-------- STORED ROWS

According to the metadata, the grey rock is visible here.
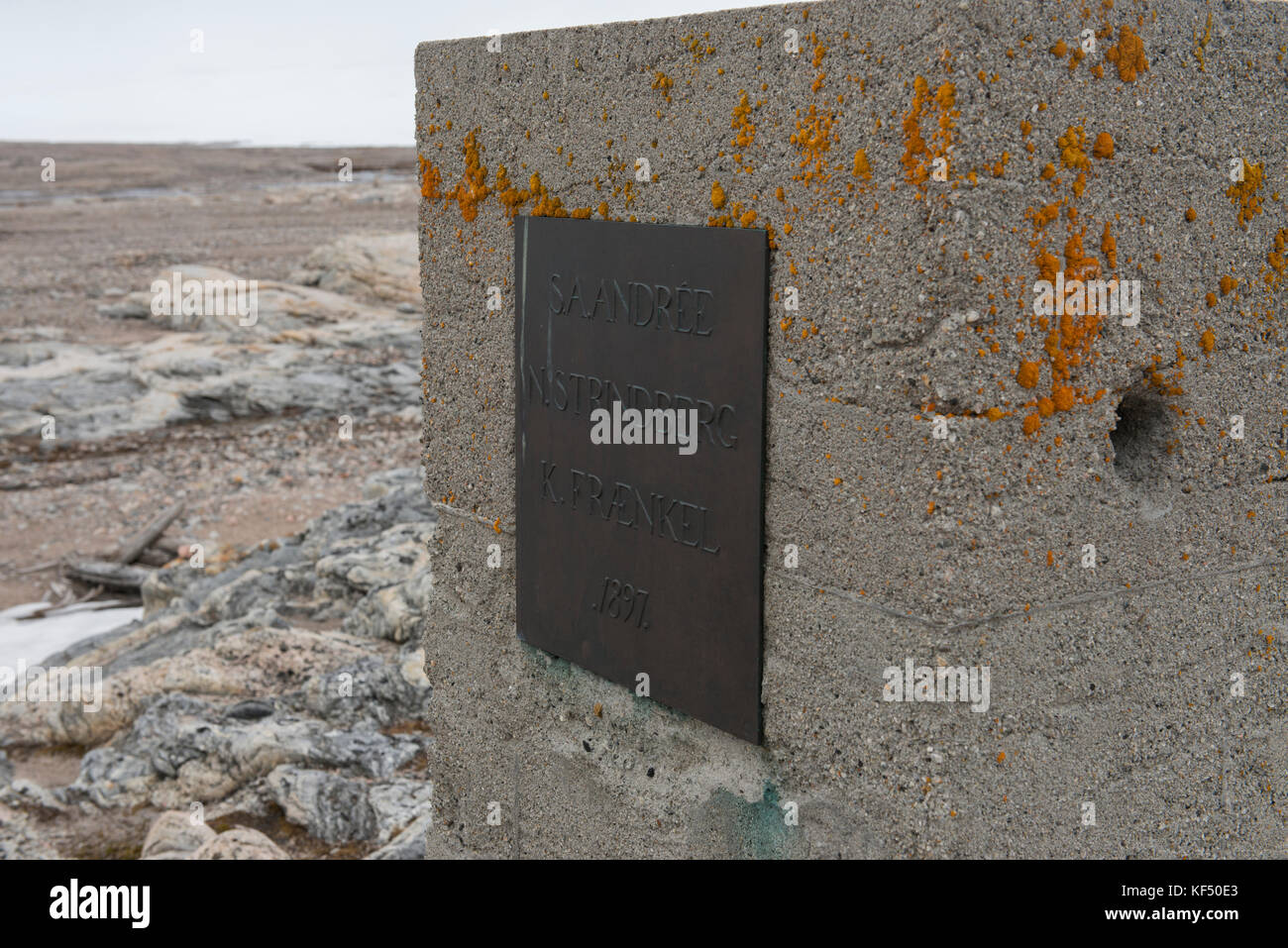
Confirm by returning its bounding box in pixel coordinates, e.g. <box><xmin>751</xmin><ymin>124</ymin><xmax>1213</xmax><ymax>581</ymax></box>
<box><xmin>192</xmin><ymin>825</ymin><xmax>291</xmax><ymax>859</ymax></box>
<box><xmin>139</xmin><ymin>810</ymin><xmax>216</xmax><ymax>859</ymax></box>
<box><xmin>267</xmin><ymin>767</ymin><xmax>378</xmax><ymax>842</ymax></box>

----------------

▸ **WRITTEN TASK**: Output the lines of the material above as a numbered list, skipping blank lines and leaving out the pictures.

▸ **THE REPLY**:
1. According to the metadata, the grey rock is visible here.
2. Confirm by returning its bounding box in pixel coordinates, e.g. <box><xmin>751</xmin><ymin>124</ymin><xmax>1213</xmax><ymax>581</ymax></box>
3. <box><xmin>192</xmin><ymin>825</ymin><xmax>291</xmax><ymax>859</ymax></box>
4. <box><xmin>139</xmin><ymin>810</ymin><xmax>216</xmax><ymax>859</ymax></box>
5. <box><xmin>267</xmin><ymin>767</ymin><xmax>378</xmax><ymax>842</ymax></box>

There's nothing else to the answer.